Things to do:
• A. In the CRISPR-Cas9 passage below, what is inserting a gene or DNA fragment at a precise spot in the genome called?
• B. Pick up the CRISPR-Cas9 passage below after its last sentence and keep writing it.

Passage to read:
____

Newswise — Using a new variant to repair DNA will improve both safety and effectiveness of the much-touted CRISPR-Cas9 tool in genetic research, Michigan Medicine researchers say.
Those two key problems – safety and efficacy – are what continue to hold CRISPR-Cas9 gene targeting back from its full clinical potential, explains co-senior author Y. Eugene Chen, M.D., Ph.D., a professor of internal medicine, cardiac surgery, physiology, pharmacology and medicinal chemistry, from the Michigan Medicine Frankel Cardiovascular Center.
The new CRISPR-Cas9 variant improves efficiency when inserting a gene or DNA fragment to a precise location in the genome, known as knocking in. It also reduces the rate of unintended insertions or deletions, known as indels, of base pairs that often happen while gene editing.

____

Extracted records:
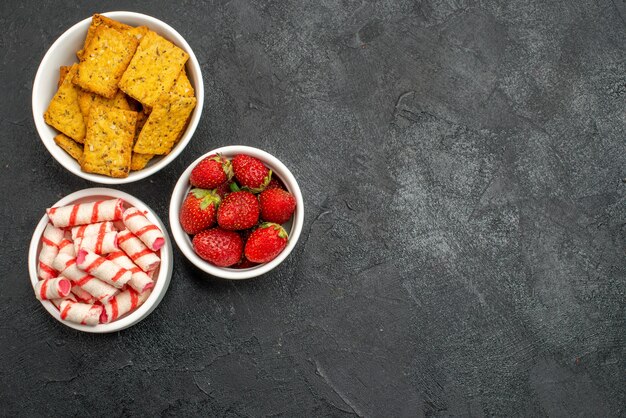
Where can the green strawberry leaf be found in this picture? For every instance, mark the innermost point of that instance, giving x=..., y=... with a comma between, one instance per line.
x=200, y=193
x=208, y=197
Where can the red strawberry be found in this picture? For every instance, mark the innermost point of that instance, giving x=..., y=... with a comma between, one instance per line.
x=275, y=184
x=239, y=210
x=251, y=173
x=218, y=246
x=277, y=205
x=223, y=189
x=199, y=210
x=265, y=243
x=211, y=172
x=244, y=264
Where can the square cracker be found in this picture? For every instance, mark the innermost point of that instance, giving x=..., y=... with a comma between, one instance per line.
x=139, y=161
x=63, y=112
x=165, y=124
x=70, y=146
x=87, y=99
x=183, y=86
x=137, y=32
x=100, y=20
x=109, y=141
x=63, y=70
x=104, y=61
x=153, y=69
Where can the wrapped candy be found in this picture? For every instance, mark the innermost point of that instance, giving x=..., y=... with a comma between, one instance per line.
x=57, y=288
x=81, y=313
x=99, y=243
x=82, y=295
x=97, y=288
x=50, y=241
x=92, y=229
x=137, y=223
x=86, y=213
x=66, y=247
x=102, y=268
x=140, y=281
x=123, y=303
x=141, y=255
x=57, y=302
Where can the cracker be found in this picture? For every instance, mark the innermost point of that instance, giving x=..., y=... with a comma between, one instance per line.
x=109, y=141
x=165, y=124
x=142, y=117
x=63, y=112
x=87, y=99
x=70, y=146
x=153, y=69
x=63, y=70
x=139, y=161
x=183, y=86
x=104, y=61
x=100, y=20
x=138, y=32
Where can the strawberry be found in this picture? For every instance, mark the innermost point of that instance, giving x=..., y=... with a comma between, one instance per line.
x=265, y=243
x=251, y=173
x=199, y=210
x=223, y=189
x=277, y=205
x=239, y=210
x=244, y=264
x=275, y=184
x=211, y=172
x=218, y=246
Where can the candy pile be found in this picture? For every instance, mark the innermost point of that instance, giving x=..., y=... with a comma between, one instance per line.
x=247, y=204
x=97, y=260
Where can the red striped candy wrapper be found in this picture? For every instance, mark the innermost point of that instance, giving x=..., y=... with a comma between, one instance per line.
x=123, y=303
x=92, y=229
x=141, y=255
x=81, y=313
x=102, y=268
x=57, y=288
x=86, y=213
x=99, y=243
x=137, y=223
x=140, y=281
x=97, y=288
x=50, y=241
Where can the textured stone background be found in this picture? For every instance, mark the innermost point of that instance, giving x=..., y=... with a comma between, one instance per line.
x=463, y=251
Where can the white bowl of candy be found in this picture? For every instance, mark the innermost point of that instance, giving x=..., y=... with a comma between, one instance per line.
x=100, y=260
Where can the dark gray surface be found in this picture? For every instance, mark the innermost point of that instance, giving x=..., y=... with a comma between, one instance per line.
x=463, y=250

____

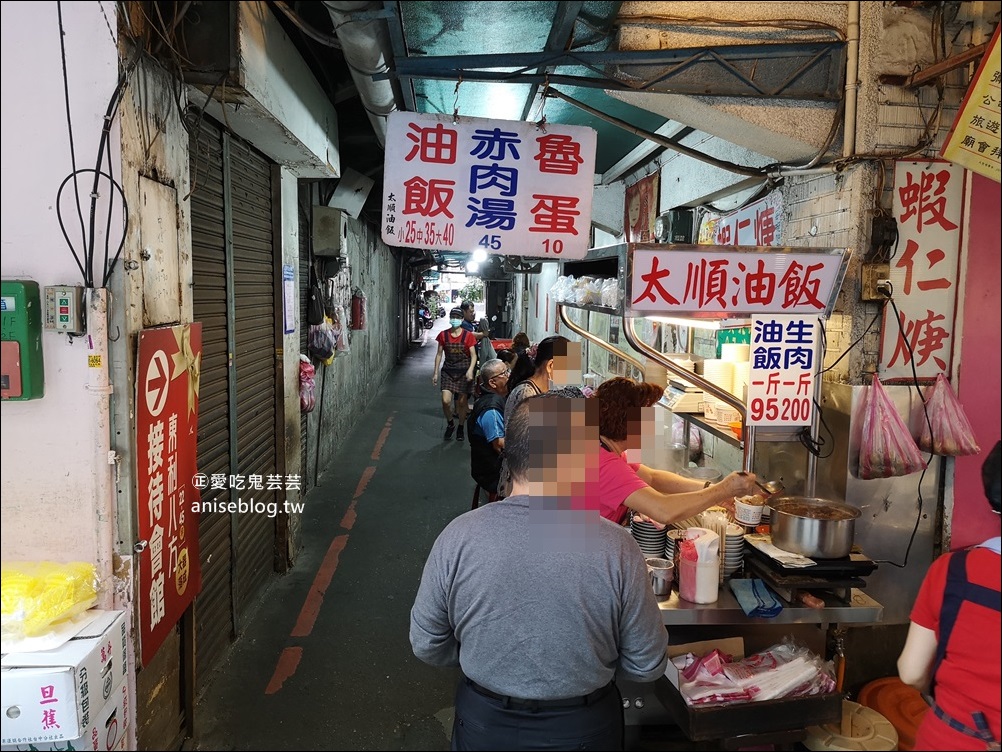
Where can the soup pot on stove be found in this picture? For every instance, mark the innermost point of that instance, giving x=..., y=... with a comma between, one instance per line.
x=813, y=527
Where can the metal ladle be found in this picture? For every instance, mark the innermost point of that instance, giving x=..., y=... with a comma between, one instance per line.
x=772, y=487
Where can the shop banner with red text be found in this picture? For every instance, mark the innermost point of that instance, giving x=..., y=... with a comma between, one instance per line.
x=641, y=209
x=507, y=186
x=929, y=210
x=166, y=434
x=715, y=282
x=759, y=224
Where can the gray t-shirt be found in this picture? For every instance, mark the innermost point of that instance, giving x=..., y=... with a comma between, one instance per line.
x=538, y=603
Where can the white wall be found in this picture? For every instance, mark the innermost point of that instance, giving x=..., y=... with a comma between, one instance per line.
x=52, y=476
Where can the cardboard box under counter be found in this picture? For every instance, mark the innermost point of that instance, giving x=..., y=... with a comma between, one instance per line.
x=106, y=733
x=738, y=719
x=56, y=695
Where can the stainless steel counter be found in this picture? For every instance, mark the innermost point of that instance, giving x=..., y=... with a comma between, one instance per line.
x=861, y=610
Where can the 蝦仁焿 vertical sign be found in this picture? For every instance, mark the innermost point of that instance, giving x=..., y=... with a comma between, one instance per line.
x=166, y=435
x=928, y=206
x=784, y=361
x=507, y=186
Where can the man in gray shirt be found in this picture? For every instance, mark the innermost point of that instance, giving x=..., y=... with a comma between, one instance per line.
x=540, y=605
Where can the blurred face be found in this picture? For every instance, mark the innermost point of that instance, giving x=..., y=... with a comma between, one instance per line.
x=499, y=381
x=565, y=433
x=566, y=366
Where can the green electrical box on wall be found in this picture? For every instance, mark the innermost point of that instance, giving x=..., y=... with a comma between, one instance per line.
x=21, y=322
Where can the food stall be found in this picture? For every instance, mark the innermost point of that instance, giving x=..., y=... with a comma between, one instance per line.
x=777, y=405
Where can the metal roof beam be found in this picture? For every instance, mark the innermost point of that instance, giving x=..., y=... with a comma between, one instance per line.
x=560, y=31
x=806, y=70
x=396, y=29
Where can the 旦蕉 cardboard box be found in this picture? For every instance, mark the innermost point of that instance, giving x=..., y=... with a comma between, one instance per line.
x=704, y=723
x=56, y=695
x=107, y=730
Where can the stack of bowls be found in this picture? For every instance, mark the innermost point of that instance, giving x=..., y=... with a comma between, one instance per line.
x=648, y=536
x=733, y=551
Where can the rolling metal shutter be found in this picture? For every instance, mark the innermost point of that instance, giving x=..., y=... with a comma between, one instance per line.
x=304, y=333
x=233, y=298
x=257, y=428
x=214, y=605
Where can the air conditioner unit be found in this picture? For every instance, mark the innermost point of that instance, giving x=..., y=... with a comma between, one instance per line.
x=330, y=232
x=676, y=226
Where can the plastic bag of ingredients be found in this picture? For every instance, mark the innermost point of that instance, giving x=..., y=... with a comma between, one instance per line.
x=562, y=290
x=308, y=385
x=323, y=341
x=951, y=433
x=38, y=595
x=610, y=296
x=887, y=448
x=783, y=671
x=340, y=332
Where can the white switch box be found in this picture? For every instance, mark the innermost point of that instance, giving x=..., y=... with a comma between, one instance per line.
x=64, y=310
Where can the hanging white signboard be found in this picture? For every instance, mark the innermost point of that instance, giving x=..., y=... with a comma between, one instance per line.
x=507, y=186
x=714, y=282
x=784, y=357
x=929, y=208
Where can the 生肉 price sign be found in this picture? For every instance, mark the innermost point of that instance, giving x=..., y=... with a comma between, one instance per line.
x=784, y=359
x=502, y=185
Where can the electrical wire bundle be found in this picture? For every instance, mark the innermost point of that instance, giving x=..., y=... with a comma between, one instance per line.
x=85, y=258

____

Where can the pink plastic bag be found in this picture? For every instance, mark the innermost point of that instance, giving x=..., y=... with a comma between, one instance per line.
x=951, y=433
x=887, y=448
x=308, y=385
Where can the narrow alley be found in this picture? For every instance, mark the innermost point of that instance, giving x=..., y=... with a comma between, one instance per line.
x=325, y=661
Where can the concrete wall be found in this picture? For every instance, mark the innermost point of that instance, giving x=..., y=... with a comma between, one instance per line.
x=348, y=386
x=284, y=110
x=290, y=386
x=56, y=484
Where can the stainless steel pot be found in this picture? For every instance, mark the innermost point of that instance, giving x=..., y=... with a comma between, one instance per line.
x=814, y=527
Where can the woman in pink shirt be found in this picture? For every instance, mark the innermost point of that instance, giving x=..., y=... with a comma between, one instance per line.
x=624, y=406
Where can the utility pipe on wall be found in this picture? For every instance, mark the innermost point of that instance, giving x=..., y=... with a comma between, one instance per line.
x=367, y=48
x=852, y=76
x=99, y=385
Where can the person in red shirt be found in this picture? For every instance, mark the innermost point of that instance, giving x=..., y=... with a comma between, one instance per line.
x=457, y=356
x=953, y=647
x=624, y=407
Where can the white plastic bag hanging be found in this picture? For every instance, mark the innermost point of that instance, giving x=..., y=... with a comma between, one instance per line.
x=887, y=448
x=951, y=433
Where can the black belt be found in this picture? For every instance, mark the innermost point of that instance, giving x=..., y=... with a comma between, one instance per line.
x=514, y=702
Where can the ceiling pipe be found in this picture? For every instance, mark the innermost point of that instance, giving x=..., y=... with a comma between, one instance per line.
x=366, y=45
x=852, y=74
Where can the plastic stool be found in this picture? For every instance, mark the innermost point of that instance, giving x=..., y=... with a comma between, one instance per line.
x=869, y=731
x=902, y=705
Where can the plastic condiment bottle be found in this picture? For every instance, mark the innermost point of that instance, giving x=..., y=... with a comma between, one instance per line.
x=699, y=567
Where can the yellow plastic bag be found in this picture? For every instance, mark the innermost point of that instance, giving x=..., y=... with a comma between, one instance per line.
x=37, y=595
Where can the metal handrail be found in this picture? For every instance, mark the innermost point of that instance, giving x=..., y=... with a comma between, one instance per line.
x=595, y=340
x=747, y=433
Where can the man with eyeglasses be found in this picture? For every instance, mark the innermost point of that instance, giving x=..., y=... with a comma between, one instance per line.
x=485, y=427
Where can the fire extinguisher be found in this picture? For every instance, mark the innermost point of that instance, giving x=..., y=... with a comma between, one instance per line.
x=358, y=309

____

Set of answers:
• A. Knocking in.

• B.
“We name it meticulous integration Cas9, or miCas9, to reflect its extraordinary capacity to enable maximum integration, yet with minimal indels, as well as to recognize its development at the University of Michigan,” write senior authors Chen, Jifeng Zhang and Jie Xu for Nature’s “Behind the Paper” series. “It provides a ‘one small stone for three birds’ tool in gene editing.”
The team previously reported Cas9 genome editing in 2014, and reported beneficial effects of a RAD51 agonist, RS-1, in gene editing in 2016.
Disclosure: Authors Xu, Chen and Xiaofeng Xia are equity holders of ATGC Inc., a licensee of the miCas9 technology from the University of Michigan.